TASK:
All lines at or after the one containing "135, row 56.", up to the last line of the material, must be repeated exactly, and no others.

>>

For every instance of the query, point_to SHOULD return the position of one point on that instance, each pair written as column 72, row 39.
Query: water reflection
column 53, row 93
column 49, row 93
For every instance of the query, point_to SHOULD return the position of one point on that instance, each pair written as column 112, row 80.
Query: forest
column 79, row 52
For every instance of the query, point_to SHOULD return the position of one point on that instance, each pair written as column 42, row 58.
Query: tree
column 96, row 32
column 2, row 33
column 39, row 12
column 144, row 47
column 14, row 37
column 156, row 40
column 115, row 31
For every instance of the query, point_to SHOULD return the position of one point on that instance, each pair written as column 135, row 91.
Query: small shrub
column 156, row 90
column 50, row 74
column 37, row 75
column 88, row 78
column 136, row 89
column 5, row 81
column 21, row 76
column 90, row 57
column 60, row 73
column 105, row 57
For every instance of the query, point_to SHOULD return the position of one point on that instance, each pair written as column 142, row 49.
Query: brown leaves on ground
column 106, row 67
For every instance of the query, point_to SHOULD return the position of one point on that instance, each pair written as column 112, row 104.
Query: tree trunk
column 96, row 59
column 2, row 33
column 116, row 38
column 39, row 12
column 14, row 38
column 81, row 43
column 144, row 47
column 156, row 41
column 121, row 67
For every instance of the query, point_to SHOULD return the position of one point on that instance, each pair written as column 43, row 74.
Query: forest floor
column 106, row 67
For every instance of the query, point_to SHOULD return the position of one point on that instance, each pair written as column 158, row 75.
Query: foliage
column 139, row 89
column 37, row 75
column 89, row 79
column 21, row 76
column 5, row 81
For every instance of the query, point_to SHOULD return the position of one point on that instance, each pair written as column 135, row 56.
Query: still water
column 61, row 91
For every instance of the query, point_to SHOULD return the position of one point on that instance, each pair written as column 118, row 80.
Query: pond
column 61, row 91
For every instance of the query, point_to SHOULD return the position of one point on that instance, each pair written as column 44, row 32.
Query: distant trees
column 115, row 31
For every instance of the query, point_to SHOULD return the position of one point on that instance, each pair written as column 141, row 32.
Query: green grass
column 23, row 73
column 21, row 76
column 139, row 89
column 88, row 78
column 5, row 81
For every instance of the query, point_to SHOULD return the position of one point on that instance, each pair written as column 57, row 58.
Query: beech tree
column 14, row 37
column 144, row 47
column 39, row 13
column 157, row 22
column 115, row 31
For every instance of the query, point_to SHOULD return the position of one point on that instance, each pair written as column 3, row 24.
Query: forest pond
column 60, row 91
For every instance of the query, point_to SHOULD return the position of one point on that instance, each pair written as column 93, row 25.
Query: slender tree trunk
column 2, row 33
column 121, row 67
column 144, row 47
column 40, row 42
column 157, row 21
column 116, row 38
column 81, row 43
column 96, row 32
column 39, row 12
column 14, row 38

<<

RESULT OF THE EXERCISE:
For every instance of the query, point_to SHOULD return the position of one point on that instance, each pair written as column 135, row 56.
Query: still water
column 61, row 91
For every instance of the query, point_to SHOULD return the position of one point on that instance, each pair written as column 118, row 80.
Query: pond
column 61, row 91
For every instance of the query, point_to SHOULD return the position of one point on that instance, each pair written as column 44, row 32.
Query: distant trees
column 115, row 31
For every instance of the query, point_to SHOULD return the position of one point on that instance, each pair written as column 141, row 32.
Query: green grass
column 23, row 73
column 21, row 76
column 139, row 89
column 88, row 78
column 5, row 81
For every instance of the query, point_to SHOULD return the position of one point on that instance, each pair written as column 57, row 58.
Query: beech tree
column 14, row 37
column 144, row 47
column 39, row 13
column 157, row 22
column 115, row 31
For every instance of the query, point_to SHOULD return the position of one point on that instance, each pair written as column 3, row 24.
Query: forest pond
column 60, row 91
For every instance of the query, point_to SHOULD return the position of one point on that instance, each pair written as column 93, row 25.
Query: slender tree trunk
column 2, row 33
column 121, row 67
column 144, row 47
column 40, row 42
column 157, row 21
column 116, row 38
column 81, row 43
column 96, row 32
column 39, row 12
column 14, row 38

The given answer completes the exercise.